# Required action A
In the passage on the mythical Indian in Canadian poetry, who is said to have expressed Canada's own need for a history?
# Required action B
Quote the part of the passage on the mythical Indian in Canadian poetry starting at "Here, all at" and ending at "her paganistic conceit.".

# Quoted passage

The most notable and consistent conceit though is one which depicts the native as elemental: “The south wind laid his moccasins aside”; (161) “The South Wind crept on moccasins of flame,” (162) “From his far wigwam sprang the strong North Wind,/And rushed with war cry down the steep ravines/ . . . And hunted with his war cry . . .” (174) Beguiling or belligerent, the amorphous Indian does not feel himself.

The Native weather--so to speak--is maintained only to a certain point:

A voice from God came thro’ the silent woods,
And answer’d him--for suddenly a wind
Caught the great tree-tops . . .

Here, all at once, all of sudden, the conceit is dropped. The personification continues, but his character is no longer Indian. The explanation seems clear: the context now includes God, and, perhaps unconsciously, Crawford excludes her paganistic conceit.

As we have seen, the several poets here examined each, in his own particular way, attempts to reshape the Indian as mythical being. We have already noted two reasons for this: the epic traditions need of mythical antagonists and Canada’s own need, as expressed by McLachlan, for a history. But a third explanation seems to suggest itself. Generally speaking, each poet attempts to define the Canadian national identity in a context of moral building. There is, however, an acknowledgement from several of the poets that the Europeans had overtaken land which was inhabited and so, logically, not theirs to take nor build upon. Significantly, no counter argument, no justification ever seems to be offered. Certainly the glory of the empire and Christian virtue serves as a distraction, though the question of theft remains. In actual fact the counter argument is offered in all the poems: the humanity of the native is first question, the answer--in the negative--reiterated and given authenticity by the inviolability of the written word, and the creation of the mythical Indian formalised. The mythical being is not the human being: not only is he relegated to the extinct past, but also his very nature speaks of something other than human. The native then, in his mythical garb, is essentially dehumanised; and it is for this reason that the idea of “Their right to rule the mountain and the plain” (40) needs no counter argument. This then is the process of abjuring guilt through mythmaking. The mythogenesis of the native served to establish the struggle and valour of God fearing Englishmen as well as their moral duty to bring law and order to the new world. But, with the passage of time, with moral struggles replacing the initial physical struggles, the mythical red man monster becomes a phantom like creature whose ethereal reality is nothing more than the reality of metaphor.

# Extracted information
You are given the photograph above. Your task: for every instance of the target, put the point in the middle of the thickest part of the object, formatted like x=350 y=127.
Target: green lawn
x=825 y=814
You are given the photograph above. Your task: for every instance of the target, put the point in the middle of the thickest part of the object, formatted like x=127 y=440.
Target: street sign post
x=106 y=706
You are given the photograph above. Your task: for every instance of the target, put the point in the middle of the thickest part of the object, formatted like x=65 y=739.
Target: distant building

# Worked solution A
McLachlan

# Worked solution B
Here, all at once, all of sudden, the conceit is dropped. The personification continues, but his character is no longer Indian. The explanation seems clear: the context now includes God, and, perhaps unconsciously, Crawford excludes her paganistic conceit.